* Records to process
- - -

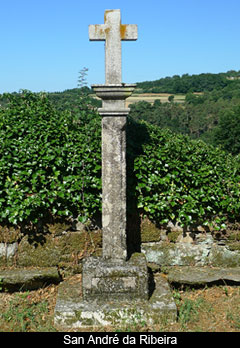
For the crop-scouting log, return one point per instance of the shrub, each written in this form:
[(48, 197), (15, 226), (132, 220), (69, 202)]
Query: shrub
[(187, 181), (50, 165), (49, 160)]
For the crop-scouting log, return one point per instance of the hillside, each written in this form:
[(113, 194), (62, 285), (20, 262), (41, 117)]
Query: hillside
[(189, 83)]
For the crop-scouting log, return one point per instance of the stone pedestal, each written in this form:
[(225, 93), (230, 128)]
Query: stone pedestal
[(114, 290), (117, 302), (106, 280)]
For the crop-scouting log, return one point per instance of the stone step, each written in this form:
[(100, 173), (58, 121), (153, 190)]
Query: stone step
[(72, 311), (28, 279), (203, 275)]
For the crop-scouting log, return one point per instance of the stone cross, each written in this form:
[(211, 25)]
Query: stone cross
[(114, 114), (113, 32)]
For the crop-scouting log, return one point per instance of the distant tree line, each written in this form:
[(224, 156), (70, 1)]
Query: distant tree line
[(189, 83), (213, 115)]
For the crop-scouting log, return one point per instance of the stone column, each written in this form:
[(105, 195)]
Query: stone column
[(114, 214)]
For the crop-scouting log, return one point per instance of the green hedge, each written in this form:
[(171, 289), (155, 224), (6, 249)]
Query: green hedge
[(50, 164), (187, 181), (49, 160)]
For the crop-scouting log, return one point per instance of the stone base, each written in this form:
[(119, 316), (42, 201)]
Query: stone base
[(104, 279), (72, 311)]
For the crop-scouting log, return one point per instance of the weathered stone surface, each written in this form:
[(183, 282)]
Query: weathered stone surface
[(203, 275), (109, 279), (61, 250), (112, 31), (114, 187), (183, 254), (72, 311), (28, 279)]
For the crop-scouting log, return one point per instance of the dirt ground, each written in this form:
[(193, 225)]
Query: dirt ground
[(209, 309)]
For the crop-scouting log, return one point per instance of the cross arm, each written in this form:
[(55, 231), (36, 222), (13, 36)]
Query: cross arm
[(97, 32), (129, 32)]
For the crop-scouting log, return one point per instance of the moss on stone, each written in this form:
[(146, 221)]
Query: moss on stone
[(173, 236), (149, 232)]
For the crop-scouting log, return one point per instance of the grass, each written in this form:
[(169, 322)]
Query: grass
[(211, 309)]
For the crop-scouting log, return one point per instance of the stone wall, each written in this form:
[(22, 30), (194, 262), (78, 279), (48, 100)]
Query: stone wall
[(65, 246)]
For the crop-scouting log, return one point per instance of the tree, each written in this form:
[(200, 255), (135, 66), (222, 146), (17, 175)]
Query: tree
[(228, 131)]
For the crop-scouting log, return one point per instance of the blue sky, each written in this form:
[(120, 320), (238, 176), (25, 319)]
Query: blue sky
[(44, 43)]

- - -

* Task description
Please rewrite the records from their start through the line holding "[(114, 114), (113, 32)]", inclusive, swapping "crop-scouting log" for "field survey log" and changing nothing else. Leave out the pictures.

* The answer
For the field survey log, return one point per instance of the shrub, each written in this form:
[(48, 197), (15, 226), (132, 220), (69, 202)]
Query: shrub
[(187, 181), (50, 165), (49, 160)]
For the field survey log, return one point per instance of the hillside, each written in this form:
[(113, 194), (62, 285), (20, 262), (41, 117)]
Query: hillside
[(189, 83)]
For the field survey log, return one point per instance of the stone pedestal, each written in this form:
[(225, 93), (230, 128)]
Query: stone pedestal
[(114, 290), (117, 302), (106, 280)]
For the field survey log, return one point per instance of the stone step, each written in this form:
[(100, 173), (58, 121), (153, 190)]
Query: stone step
[(72, 311), (28, 279), (203, 275)]
For the field survey log, return one point per instance of the stone cross, each written in this form:
[(211, 25)]
Query: stone cross
[(114, 114), (113, 32)]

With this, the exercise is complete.